**Prompt 1:**
Put this sentence from the article about diversity in Australian TV news into Spanish: "The report analysed both the number of presenters and tallied their on-screen appearances."
**Prompt 2:**
For each statement, answer yes or no according to the article about diversity in Australian TV news, and quote the words that decide it. (a) The researchers looked at about 19,000 segments over two weeks. (b) Tracy Vo left Today in January. (c) Antoinette Lattouf is a senior journalist at Channel 9.

**Text:**
[Start of section]

The researchers behind a massive investigation into the cultural diversity of Australian TV news have defended their findings, after Nine’s news director claimed the report overlooks the work of Today entertainment reporter and Gamilaroi woman Brooke Boney.

Media Diversity Australia (MDA) and four Australian universities analysed roughly 19,000 news and current affairs segments shown on free-to-air television over two weeks last year.

Their report, Who Gets To Tell Australian Stories?, states only one Indigenous presenter, commentator, or reporter was identified at Channel 9, and that the network “had no Indigenous presenters, commentators or reporters identified in the two-week slice”.

Researchers say that when data was limited to Channel 9’s breakfast news programs, Indigenous presenters made just 0.1% of all appearances.

The report analysed both the number of presenters and tallied their on-screen appearances.

In a statement provided to PEDESTRIAN.TV, Darren Wick, Nine’s Director of News and Current Affairs, said that methodology undercuts Boney’s impact on Today. (Full disclosure: PEDESTRIAN.TV is wholly owned by Nine Entertainment.)

“This report has clear errors” and “ignores the significant contribution of someone like Brooke Boney on Today, where she is one of four main hosts on the desk,” Wick said.

The research is “not reflective of the real changes and proactive appointments we have been making in improving diversity in our television business,” he added.

Newsreader Tracy Vo, who replaced Tom Steinfort in January, departed Today in April to be closer to family during the coronavirus pandemic.

But Antoinette Lattouf, Director of MDA and a senior journalist at Channel 10, backed the report, saying researchers followed a categorisation system used by the Australian Human Rights Commission.

“If there is still a belief that our findings aren’t accurate, even though we stand by them, one of our key recommendations is that networks themselves collect that data and publicly disclose them annually,” she said.

[End of section]

**Extracted entries:**
[Start of section]

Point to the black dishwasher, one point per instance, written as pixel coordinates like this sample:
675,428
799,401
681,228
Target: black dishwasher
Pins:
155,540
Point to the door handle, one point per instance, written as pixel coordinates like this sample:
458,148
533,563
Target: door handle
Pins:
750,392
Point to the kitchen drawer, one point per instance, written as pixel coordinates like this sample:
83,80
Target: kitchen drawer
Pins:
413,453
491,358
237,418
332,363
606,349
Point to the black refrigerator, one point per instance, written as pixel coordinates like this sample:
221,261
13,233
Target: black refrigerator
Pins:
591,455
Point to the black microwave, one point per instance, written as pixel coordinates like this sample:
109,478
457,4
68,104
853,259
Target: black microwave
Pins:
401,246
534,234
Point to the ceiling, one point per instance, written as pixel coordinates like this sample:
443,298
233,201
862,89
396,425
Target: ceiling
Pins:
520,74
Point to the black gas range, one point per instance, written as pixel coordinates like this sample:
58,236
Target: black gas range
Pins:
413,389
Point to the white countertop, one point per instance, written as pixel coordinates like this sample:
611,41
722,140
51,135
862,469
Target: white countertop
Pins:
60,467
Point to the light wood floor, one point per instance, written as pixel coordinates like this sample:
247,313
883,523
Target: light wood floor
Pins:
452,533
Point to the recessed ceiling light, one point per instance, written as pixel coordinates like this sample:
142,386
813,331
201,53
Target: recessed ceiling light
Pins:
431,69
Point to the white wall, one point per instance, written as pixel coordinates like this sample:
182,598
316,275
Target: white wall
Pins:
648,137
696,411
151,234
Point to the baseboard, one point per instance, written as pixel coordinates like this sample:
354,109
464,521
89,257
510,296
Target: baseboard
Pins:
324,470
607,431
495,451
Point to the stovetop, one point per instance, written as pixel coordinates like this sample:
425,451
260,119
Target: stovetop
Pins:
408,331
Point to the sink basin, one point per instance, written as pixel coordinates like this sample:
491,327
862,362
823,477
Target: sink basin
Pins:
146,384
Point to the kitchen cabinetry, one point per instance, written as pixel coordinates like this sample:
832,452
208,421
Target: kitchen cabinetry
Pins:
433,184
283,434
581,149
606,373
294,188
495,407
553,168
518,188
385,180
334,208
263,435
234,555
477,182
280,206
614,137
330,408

[End of section]

**Written reply 1:**
El informe analizó el número de presentadores y, además, contabilizó sus apariciones en pantalla.

**Written reply 2:**
(a) Yes: "analysed roughly 19,000 news and current affairs segments shown on free-to-air television over two weeks last year"
(b) No: "departed Today in April to be closer to family during the coronavirus pandemic"
(c) No: "a senior journalist at Channel 10"